▶ _Input for this task_
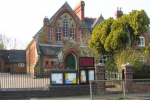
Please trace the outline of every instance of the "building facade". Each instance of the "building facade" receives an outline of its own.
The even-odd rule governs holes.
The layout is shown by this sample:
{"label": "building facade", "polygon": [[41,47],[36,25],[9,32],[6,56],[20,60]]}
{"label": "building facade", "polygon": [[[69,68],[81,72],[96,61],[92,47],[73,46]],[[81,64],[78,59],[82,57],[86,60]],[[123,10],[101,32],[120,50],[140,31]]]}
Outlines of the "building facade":
{"label": "building facade", "polygon": [[[80,1],[74,9],[65,2],[51,18],[45,17],[42,28],[33,37],[24,51],[25,54],[23,52],[16,54],[22,55],[17,57],[12,55],[15,54],[14,51],[5,50],[7,52],[5,57],[0,55],[0,71],[10,70],[10,72],[40,73],[42,75],[51,69],[78,70],[78,57],[84,56],[81,43],[85,40],[85,36],[90,35],[92,30],[104,21],[102,15],[98,18],[85,17],[84,7],[84,1]],[[117,20],[122,14],[122,11],[117,9],[115,19]],[[139,49],[150,43],[148,38],[150,38],[149,31],[140,36]],[[0,52],[4,54],[3,51]],[[10,55],[15,58],[9,58]],[[107,60],[106,56],[104,57],[102,62]]]}

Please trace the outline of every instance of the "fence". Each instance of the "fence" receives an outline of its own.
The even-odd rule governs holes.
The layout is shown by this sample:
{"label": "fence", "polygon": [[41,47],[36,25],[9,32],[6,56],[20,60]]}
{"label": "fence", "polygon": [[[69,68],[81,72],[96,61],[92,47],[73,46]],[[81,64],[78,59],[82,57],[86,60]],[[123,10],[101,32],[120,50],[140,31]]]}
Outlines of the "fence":
{"label": "fence", "polygon": [[105,71],[105,79],[107,79],[107,80],[122,80],[122,73]]}
{"label": "fence", "polygon": [[91,100],[150,96],[150,79],[95,80],[90,82],[90,94]]}
{"label": "fence", "polygon": [[18,88],[43,88],[50,84],[49,73],[43,73],[43,78],[39,78],[40,74],[33,75],[26,73],[0,73],[0,87],[2,89],[18,89]]}

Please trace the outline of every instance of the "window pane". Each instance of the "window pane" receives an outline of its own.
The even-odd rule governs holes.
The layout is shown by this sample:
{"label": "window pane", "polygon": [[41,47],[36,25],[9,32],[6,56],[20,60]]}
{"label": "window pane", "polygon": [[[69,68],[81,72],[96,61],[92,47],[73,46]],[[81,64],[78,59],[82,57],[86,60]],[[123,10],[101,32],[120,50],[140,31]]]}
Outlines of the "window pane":
{"label": "window pane", "polygon": [[64,20],[64,37],[68,37],[68,21]]}
{"label": "window pane", "polygon": [[72,39],[75,39],[75,31],[74,28],[70,29],[70,37],[72,37]]}

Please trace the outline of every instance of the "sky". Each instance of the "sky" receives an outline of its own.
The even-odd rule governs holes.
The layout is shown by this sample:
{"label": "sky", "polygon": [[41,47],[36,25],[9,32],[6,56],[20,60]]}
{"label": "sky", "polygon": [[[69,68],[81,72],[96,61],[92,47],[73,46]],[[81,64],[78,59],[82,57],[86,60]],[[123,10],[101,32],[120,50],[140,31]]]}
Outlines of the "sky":
{"label": "sky", "polygon": [[[68,2],[73,9],[81,0],[0,0],[0,34],[29,43],[43,26],[43,18],[51,18]],[[150,0],[83,0],[85,17],[115,18],[117,7],[128,14],[144,9],[150,17]]]}

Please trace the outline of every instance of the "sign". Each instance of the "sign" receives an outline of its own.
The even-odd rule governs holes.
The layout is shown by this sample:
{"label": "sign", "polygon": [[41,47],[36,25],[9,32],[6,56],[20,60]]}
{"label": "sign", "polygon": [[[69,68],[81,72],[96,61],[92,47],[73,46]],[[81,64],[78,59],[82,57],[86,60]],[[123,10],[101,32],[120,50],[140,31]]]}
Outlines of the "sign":
{"label": "sign", "polygon": [[51,84],[63,84],[63,74],[62,73],[52,73],[51,78],[52,78]]}
{"label": "sign", "polygon": [[65,84],[76,84],[76,73],[65,73]]}
{"label": "sign", "polygon": [[81,83],[86,83],[86,71],[85,70],[81,70]]}
{"label": "sign", "polygon": [[94,80],[94,70],[88,70],[89,71],[89,81]]}
{"label": "sign", "polygon": [[94,57],[80,57],[79,66],[80,67],[94,67]]}

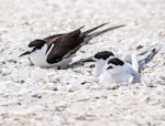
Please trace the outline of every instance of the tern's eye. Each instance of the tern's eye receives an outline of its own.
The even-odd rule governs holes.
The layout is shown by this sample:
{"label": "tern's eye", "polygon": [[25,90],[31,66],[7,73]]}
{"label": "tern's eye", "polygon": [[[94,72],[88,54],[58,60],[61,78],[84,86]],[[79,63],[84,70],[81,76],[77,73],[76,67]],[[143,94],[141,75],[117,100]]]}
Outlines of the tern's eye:
{"label": "tern's eye", "polygon": [[111,66],[111,65],[107,67],[107,70],[111,70],[111,69],[113,69],[113,66]]}

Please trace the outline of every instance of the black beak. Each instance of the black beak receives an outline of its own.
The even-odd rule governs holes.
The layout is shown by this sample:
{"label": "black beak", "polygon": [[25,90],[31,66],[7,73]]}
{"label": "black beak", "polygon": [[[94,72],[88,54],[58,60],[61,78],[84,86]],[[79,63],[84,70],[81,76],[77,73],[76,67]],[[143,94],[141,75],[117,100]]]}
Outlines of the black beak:
{"label": "black beak", "polygon": [[26,51],[26,52],[22,53],[19,57],[21,57],[21,56],[23,56],[23,55],[26,55],[26,54],[31,54],[31,53],[32,53],[32,52]]}

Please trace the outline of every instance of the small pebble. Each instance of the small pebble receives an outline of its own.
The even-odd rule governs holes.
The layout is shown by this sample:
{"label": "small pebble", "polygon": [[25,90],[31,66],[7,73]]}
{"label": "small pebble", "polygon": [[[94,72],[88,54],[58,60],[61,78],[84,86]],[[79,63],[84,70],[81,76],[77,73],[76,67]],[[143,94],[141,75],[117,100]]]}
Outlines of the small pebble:
{"label": "small pebble", "polygon": [[1,69],[1,74],[2,74],[2,76],[7,76],[7,75],[11,74],[11,71],[9,71],[7,69]]}

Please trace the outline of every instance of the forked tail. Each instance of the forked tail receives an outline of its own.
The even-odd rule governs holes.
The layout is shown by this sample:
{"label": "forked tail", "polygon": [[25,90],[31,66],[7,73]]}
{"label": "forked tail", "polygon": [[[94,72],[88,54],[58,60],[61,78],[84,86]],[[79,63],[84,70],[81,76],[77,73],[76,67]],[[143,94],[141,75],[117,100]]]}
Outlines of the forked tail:
{"label": "forked tail", "polygon": [[[101,27],[103,27],[103,25],[106,25],[106,24],[108,24],[108,23],[103,23],[103,24],[98,25],[98,27],[96,27],[96,28],[94,28],[94,29],[90,29],[90,30],[88,30],[88,31],[82,32],[82,33],[80,34],[81,39],[84,40],[84,42],[81,43],[81,45],[87,44],[87,43],[88,43],[90,40],[92,40],[94,38],[100,35],[100,34],[103,34],[103,33],[106,33],[106,32],[108,32],[108,31],[111,31],[111,30],[114,30],[114,29],[118,29],[118,28],[125,27],[125,25],[116,25],[116,27],[107,28],[107,29],[101,30],[101,31],[98,31],[98,32],[94,32],[95,30],[97,30],[97,29],[99,29],[99,28],[101,28]],[[94,33],[91,33],[91,32],[94,32]]]}

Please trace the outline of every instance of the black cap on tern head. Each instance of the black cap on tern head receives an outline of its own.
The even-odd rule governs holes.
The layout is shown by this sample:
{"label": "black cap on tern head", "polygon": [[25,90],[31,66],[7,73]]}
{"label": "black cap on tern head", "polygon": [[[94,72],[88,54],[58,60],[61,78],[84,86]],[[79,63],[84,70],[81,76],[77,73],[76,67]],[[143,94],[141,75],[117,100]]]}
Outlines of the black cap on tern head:
{"label": "black cap on tern head", "polygon": [[43,40],[34,40],[29,44],[30,50],[22,53],[20,56],[28,55],[28,54],[31,54],[32,52],[34,52],[35,50],[40,50],[40,49],[42,49],[42,46],[44,44],[45,44],[45,41],[43,41]]}
{"label": "black cap on tern head", "polygon": [[121,61],[121,60],[114,57],[114,59],[110,59],[110,60],[108,61],[108,64],[123,65],[124,63],[123,63],[123,61]]}
{"label": "black cap on tern head", "polygon": [[98,52],[97,54],[94,55],[95,59],[102,59],[102,60],[107,60],[110,56],[114,56],[114,54],[112,52],[109,51],[102,51],[102,52]]}

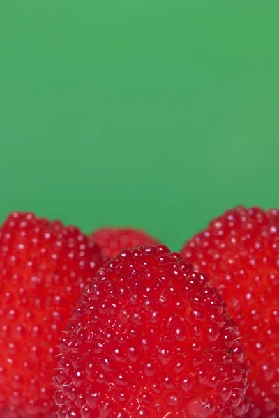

▶ _Task to complete_
Extract every line of the records that contains the string "forked", matching case exactly.

▶ _Task solution_
Please trace the outline of every instance of the forked tail. Each instance of the forked tail receives an outline of its own.
{"label": "forked tail", "polygon": [[25,90],[31,66],[7,73]]}
{"label": "forked tail", "polygon": [[[94,72],[88,54],[58,60],[61,78],[84,86]],[[79,63],[84,70],[81,76],[77,73],[76,67]],[[143,94],[141,75],[117,100]]]}
Outlines of the forked tail:
{"label": "forked tail", "polygon": [[[101,27],[103,27],[103,25],[106,25],[106,24],[108,24],[108,23],[103,23],[103,24],[98,25],[98,27],[96,27],[96,28],[94,28],[94,29],[90,29],[90,30],[88,30],[88,31],[82,32],[82,33],[80,34],[81,39],[84,40],[84,42],[81,43],[81,45],[87,44],[87,43],[88,43],[90,40],[92,40],[94,38],[100,35],[100,34],[103,34],[103,33],[106,33],[106,32],[108,32],[108,31],[111,31],[111,30],[114,30],[114,29],[118,29],[118,28],[125,27],[125,25],[116,25],[116,27],[107,28],[107,29],[101,30],[101,31],[98,31],[98,32],[94,32],[95,30],[97,30],[97,29],[99,29],[99,28],[101,28]],[[94,33],[91,33],[91,32],[94,32]]]}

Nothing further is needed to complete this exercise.